Hannah’s bandmates love the song for other reasons besides the theme that reflects the can-do spirit which got them through the months of no live gigging. Jett loves the way Hannah worked with his unusual rhythm change mid-song: “The chorus has this cool sloppy Stone Temple Pilots kind of vibe, where it goes into cut time and slows down. Everything feels weightier in that section, and that’s when Hannah drops the big questions that drive the meaning of the song. Yes, we’re a rock band and we love playing heavy stuff but a lot of the music we play is just plain groovy.”


Ray, who grew up a whole generation before Hannah, Jett and Josh, especially dug the raw opening riff, which he quickly equated to both The Kinks’ original and Van Halen versions of “You Really Got Me.” “It’s got some complicated parts that are in 4/5 or 4/3, so as the drummer, that means I’ve got to be on my game,” he says. “For me, the shift in tempo is also a physical change, because I can be reckless, but when the song calls for it, I have to be surgical. It’s got to be controlled madness or it doesn’t work. In these recent years, I’ve felt that rock’s been a bit emasculated from the way it was when I was coming up. I miss the days when rockers were badasses, and love the fact that Greye brings back that feel good insanity.

“Oh, and let’s not forget what Hannah’s doing here which perfectly reflects the spirit of her amazing lyrics,” Ray adds. “Love when she first sings that falsetto part. Just when you think she can’t go to a certain place, she does!”


Kenn-e, the other “older dude” in Greye, is likewise effusive when discussing both the granular details and overall impact of “Over My Head.” “The genius of this song is there are a certain amount of complications, a five bar and four bar phrase, then everything tying together in the interlude with one driving beat where Hannah literally goes over the top,” he says. “That’s from a technical perspective, but for us to do everything like that with the song and yet make it come across relatively simply, so that a layman can get it – that’s incredible. You can listen and not thin about those complications when you’re grooving along. Those melody lines Hannah came up with over Jett’s riffs totally made the song.”


Maybe it’s a Florida thing, but Ray is happy to note that Greye’s been up and running with live performances in Daytona Beach and their region since last July – giving the band a lot of time to test the waters with audiences on the hit single and other material that will be on the So Far So Good collection. Hannah is happy to report that “Over My Head” is one of the new tunes that gets the best reactions. She says, “It’s got the most tangible verse and first chorus, which are hooky enough to get people to hold onto for the rest of the ride – and of course it gets so explosive by the end. We’re really excited about these reactions and glad that it’s about to reach a global audience. We just want everyone to know, you can’t be afraid to live your life to the fullest.”

• **Entries shown**:
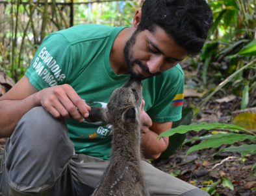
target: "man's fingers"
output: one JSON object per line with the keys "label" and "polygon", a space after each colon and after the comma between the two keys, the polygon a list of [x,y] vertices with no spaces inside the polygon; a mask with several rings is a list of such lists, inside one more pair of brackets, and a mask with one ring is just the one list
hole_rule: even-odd
{"label": "man's fingers", "polygon": [[152,120],[149,116],[143,110],[141,113],[142,125],[150,127],[152,126]]}
{"label": "man's fingers", "polygon": [[[69,92],[68,93],[68,97],[75,106],[77,111],[83,118],[87,118],[89,115],[89,111],[91,109],[90,107],[88,105],[85,101],[82,100],[75,92],[75,93],[70,93],[71,92]],[[74,114],[76,114],[76,113],[74,113]]]}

• **Assignment**: Which people does the passage about Greye's song "Over My Head" mention by name? Rely on the passage alone.

• **Response below**: Hannah, Jett, Josh, Ray, Kenn-e